Before you finish, make sure every line below has been written out exactly.

• _SUPPLIED DATA_:
* * *

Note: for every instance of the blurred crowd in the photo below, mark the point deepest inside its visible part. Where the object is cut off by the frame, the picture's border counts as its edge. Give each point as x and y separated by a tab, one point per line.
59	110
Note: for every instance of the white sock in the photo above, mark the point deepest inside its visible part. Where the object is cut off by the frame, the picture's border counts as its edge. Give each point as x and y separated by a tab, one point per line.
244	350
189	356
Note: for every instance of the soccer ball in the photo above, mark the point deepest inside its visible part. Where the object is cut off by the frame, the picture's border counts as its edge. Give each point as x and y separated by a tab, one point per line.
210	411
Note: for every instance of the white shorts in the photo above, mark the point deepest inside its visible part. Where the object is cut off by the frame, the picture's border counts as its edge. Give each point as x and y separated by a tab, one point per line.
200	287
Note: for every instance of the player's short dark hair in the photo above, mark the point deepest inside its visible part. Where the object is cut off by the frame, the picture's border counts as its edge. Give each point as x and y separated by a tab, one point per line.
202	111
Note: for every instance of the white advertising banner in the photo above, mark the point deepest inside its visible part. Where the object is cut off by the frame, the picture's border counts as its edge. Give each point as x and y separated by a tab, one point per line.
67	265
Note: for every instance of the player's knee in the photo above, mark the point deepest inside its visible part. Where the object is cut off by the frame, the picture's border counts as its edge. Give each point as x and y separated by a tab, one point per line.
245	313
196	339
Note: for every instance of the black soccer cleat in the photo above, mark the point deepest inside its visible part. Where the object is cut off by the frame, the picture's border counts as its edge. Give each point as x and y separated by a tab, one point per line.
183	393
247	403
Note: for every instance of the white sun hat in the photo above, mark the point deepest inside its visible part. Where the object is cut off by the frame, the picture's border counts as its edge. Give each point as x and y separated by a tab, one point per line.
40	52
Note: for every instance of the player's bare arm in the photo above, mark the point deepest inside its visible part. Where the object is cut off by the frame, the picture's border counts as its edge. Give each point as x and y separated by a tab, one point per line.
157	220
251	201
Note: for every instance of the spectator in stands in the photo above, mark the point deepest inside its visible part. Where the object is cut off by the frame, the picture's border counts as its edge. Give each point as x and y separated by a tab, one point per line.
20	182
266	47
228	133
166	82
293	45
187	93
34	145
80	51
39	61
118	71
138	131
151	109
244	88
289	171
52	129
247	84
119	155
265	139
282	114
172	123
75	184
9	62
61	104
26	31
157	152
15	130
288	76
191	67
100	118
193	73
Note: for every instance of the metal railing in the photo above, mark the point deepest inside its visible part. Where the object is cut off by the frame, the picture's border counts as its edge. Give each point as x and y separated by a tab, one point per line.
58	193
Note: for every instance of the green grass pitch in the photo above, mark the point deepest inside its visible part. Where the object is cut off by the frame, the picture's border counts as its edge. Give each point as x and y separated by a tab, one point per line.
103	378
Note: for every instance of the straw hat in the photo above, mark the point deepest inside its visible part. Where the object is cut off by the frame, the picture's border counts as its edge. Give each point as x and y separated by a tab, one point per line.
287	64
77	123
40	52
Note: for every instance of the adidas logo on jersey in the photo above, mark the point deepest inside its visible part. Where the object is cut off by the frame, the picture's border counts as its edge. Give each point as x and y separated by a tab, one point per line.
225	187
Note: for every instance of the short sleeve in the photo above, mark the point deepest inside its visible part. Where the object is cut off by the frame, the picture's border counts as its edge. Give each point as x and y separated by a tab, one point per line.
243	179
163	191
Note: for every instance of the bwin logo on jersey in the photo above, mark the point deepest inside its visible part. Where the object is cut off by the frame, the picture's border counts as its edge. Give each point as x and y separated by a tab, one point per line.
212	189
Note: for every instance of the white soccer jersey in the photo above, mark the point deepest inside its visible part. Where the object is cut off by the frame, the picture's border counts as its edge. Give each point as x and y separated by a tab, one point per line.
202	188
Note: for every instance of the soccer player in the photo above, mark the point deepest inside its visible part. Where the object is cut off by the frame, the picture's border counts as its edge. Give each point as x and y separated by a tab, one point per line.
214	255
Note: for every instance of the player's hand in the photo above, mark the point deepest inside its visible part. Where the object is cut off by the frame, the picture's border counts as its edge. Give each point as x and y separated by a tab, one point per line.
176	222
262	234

* * *

• _RESULT OF THIS EXERCISE_:
Note: for every instance of the blurred crowd in the photo below, mark the point deepest inside its visible part. Where the object is cut off by the frame, the picture's border counts as its edge. Give each point as x and y separated by a tab, one point per line.
59	110
Note: for every instance of the white sock in the photo above, mark the point deepest inside its visible part. Where the object is cut off by the frame, the picture's border counts as its edge. Give each point as x and y separated by a tab, one point per line.
244	350
189	356
Note: for every instance of the soccer ball in the photo above, mark the point deepest inside its visible part. Where the object is cut off by the frame, the picture's border counts as its edge. Give each point as x and y separated by a tab, one point per line.
210	411
Note: for every instance of the white shorts in the photo above, mark the point deepest inside its visible part. Where the object is cut off by the frame, the picture's border counts as its edge. Give each point as x and y separated by a tab, one point per line.
200	287
Note: for every instance of the player's short dark hair in the photo above, mark the point deepest inside its visible part. Where the object is cut off by the frame, the picture's border counts as its edge. Give each point as x and y separated by a tab, one point per line.
202	111
Note: for every instance of the white advertising banner in the photo above, mark the point deepest inside its visible part. Where the object is cut off by the frame, the picture's border counts as its edge. Give each point as x and y separated by a tab, one point per line.
67	265
Note: for every instance of the player's knee in the photo above, mark the point deepest inside its visible part. Where the object is cut off by the frame, the picture's border counts as its edge. Give each point as x and y separated by a tab, one point per line.
245	313
196	339
Note: for every instance of the black soccer cleat in the photo above, mark the point deepest inside its visible part. Where the object is cut off by the frame, the picture's border counts as its edge. Give each point as x and y separated by a tab, one point per line.
183	393
247	403
Note: for every instance of the white sun hat in the photo above, mark the point deepest inside its visible part. Where the object is cut off by the frame, the picture's border counts as its edge. Give each point as x and y separated by a tab, one point per line.
40	52
Note: for every instance of the player's bare arm in the photo above, mark the point deepest inside its visible part. Where the object is cut off by the frame, the picture's border counts as its edge. Give each point as x and y separated by a tab, one point per line.
157	220
251	201
Note: for every instance of the spectator in stands in the photo above, mark the point deepest inside its visible part. Where the object is cut off by the frame, the picture's border counts as its edge. Give each point as x and y separated by a tab, one point per line.
20	182
266	47
228	133
166	82
293	45
187	93
34	145
80	51
39	61
118	71
138	131
151	109
244	88
289	171
52	129
247	84
119	155
265	139
282	114
172	123
75	184
9	62
61	104
26	31
157	152
15	130
288	76
191	67
100	118
193	73
Note: for every instance of the metal railing in the photo above, mark the point deepest inside its visible part. Where the object is cut off by the frame, the picture's border counts as its edge. Give each point as x and y separated by a tab, one point per line.
58	193
Note: for every instance of the green grass pitch in the photo above, mark the point deepest inside its visible part. Where the object is cut off by the frame, the picture's border counts as its edge. Give each point as x and y separated by a tab, one point per line.
103	378
Note: for every instance of the straw hat in the photo above, mark the point deepest inside its visible part. Where the object is cut off by the frame, the picture's border counts as its edge. Give each point as x and y separated by a tab, one point per line.
287	64
77	123
40	52
Note: for every instance of the adidas logo on jersey in the photo above, mark the point deepest inside its visible part. Where the object is cut off by the frame, the picture's border counts as its edge. Give each point as x and y separated by a tab, one point per line.
225	187
Note: for every instance of the short sleeve in the photo above, mark the point deepest inside its visible part. Where the object is cut off by the frame, the picture's border counts as its edge. Give each point as x and y separated by a tab, one point per line.
243	179
163	191
Note: for every instance of the bwin logo on jersey in the photo above, mark the point deepest inside its visible part. Where the object is cut off by the frame, the picture's border counts as its edge. Give each point as x and y separated by a tab, one point per line.
212	189
Note: for every instance of the white soccer jersey in the photo above, mark the point deepest inside its visible part. Where the object is cut off by the frame, the picture's border counts as its edge. Give each point as x and y separated by a tab, one point per line.
202	188
Note: for every instance of the soccer player in the photo above, mark the point deepest inside its visible part. Where the object is cut off by the frame, the picture's border counts as its edge. Give each point as x and y separated by a tab, one point per line.
214	255
Note: for every instance of the player's hand in the photo above, mark the point deepest inside its visible part. Where the object is cut off by the frame, the picture's border counts as its edge. Give each point as x and y separated by a tab, one point per line.
176	222
262	234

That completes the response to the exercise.